● Stated exercise
Report every line in the listing below that contains the string "wall", copying each such line in full.

● Extracted material
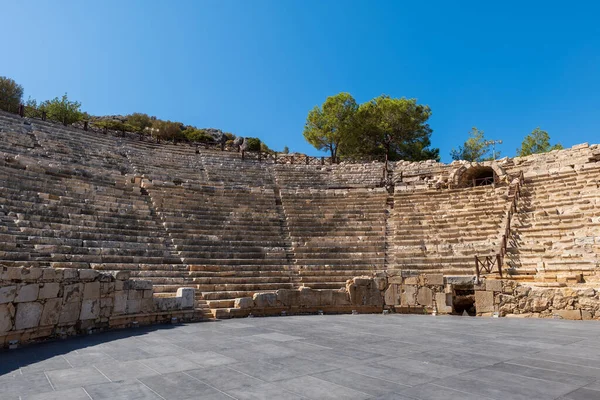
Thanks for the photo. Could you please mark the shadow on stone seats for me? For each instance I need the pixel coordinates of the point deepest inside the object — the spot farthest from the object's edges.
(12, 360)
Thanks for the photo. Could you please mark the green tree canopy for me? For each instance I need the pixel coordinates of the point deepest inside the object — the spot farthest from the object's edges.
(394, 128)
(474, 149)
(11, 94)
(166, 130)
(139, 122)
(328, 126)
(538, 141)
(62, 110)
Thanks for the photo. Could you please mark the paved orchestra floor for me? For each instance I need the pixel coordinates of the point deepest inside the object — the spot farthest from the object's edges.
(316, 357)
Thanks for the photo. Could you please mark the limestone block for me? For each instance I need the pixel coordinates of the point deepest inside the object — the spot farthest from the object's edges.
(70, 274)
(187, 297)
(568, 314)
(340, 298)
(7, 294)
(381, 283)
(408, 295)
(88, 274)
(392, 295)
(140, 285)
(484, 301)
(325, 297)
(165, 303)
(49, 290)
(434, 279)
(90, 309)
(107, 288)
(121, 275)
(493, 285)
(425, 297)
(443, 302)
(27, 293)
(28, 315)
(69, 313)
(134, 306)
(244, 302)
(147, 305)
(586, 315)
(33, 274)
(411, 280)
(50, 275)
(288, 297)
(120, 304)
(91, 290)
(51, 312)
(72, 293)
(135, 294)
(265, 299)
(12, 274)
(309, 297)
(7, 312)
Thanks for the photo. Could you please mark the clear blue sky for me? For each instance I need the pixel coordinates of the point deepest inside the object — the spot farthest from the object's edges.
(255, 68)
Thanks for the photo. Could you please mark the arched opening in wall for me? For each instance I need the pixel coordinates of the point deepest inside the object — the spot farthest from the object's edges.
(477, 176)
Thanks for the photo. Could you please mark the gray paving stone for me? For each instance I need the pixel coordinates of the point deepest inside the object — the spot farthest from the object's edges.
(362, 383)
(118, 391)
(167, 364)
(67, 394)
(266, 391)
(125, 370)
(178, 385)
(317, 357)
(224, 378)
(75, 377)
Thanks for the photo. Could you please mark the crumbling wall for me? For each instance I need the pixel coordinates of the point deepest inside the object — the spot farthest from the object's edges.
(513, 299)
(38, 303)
...
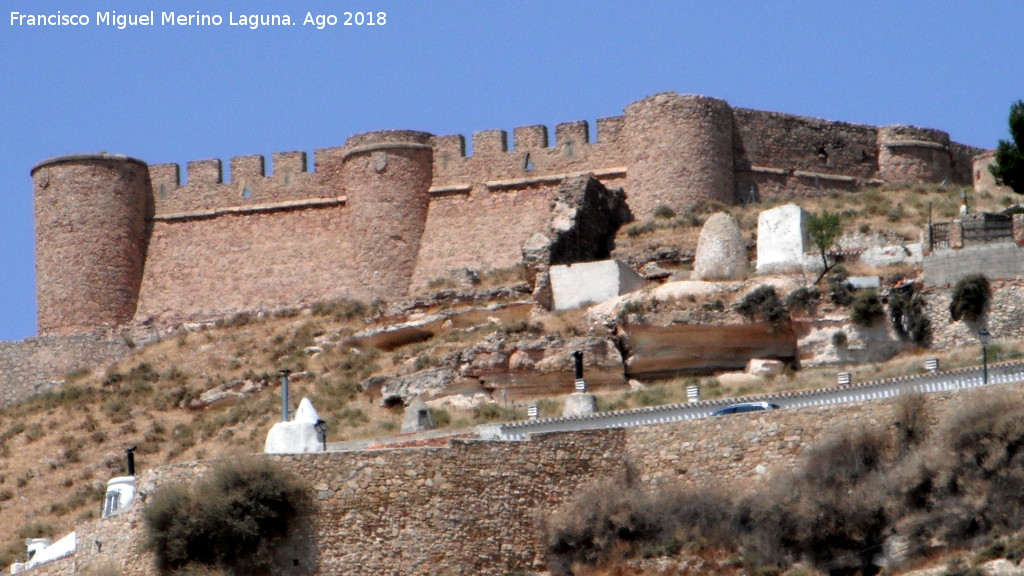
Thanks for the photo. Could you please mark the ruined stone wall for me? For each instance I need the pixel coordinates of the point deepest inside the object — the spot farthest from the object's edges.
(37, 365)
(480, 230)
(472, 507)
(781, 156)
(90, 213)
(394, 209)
==
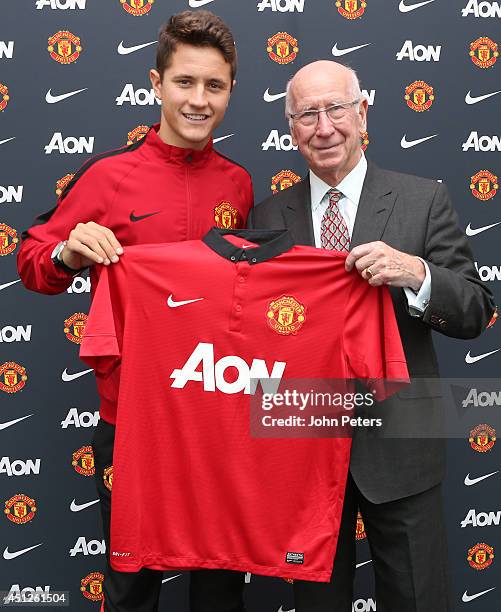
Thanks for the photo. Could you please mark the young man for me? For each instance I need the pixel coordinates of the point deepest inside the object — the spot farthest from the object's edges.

● Correct response
Thanks for the photo. Could you please mark the arched opening in wall for me? For each instance I need the pixel coordinates of the point deepest inside the object — the spot farthest from the object's edges.
Thanks for the photo. Could you please mark the crumbling wall for me? For each instance I need the pixel coordinates of the point deepest inside the object — the spot farthest from the object's edges.
Thanks for the photo. Could you please mark the ruined stone wall for me? For each instance I need the pixel coordinates of the point deepest inside the object — the spot farthest from the object's edges.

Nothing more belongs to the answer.